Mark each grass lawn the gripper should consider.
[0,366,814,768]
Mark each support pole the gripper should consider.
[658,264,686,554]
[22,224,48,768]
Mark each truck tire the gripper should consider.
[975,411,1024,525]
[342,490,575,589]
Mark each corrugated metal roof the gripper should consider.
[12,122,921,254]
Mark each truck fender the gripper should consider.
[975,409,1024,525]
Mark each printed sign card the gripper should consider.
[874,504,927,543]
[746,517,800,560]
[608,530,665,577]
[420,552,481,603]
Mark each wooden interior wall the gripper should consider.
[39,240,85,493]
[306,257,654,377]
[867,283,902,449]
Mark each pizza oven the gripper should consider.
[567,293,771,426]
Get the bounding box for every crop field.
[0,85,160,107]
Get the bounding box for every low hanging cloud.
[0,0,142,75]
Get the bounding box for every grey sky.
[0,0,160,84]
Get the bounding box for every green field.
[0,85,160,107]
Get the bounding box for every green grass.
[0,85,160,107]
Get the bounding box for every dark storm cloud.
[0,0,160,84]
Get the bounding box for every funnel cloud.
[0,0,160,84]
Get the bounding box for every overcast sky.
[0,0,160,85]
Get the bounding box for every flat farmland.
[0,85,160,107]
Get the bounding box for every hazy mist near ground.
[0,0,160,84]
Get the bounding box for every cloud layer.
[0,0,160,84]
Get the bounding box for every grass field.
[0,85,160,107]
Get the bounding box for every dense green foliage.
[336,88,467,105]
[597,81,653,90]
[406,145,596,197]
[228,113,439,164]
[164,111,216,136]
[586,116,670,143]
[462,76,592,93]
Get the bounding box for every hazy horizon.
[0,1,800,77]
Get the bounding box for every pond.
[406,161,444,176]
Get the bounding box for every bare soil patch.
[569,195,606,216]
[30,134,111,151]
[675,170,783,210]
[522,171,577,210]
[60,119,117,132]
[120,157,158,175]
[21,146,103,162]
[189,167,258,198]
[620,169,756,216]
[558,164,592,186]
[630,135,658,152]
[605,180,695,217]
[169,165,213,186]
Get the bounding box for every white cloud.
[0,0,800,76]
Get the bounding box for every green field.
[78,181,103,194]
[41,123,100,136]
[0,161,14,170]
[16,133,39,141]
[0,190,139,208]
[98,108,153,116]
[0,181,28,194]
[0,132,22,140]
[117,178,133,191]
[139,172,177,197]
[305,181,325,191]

Task directions:
Write out the listing verbatim, from the line containing "Mark each wooden" down to the line containing "[0,0,142,75]", both of these lines included.

Solution for this exercise:
Mark each wooden interior wall the gripper should consider.
[39,240,85,493]
[306,257,654,377]
[867,283,902,449]
Mark each pizza oven the gripper should consider.
[567,293,771,426]
Get the bounding box for every crop field.
[0,85,160,107]
Get the bounding box for every low hanging cloud.
[0,0,142,75]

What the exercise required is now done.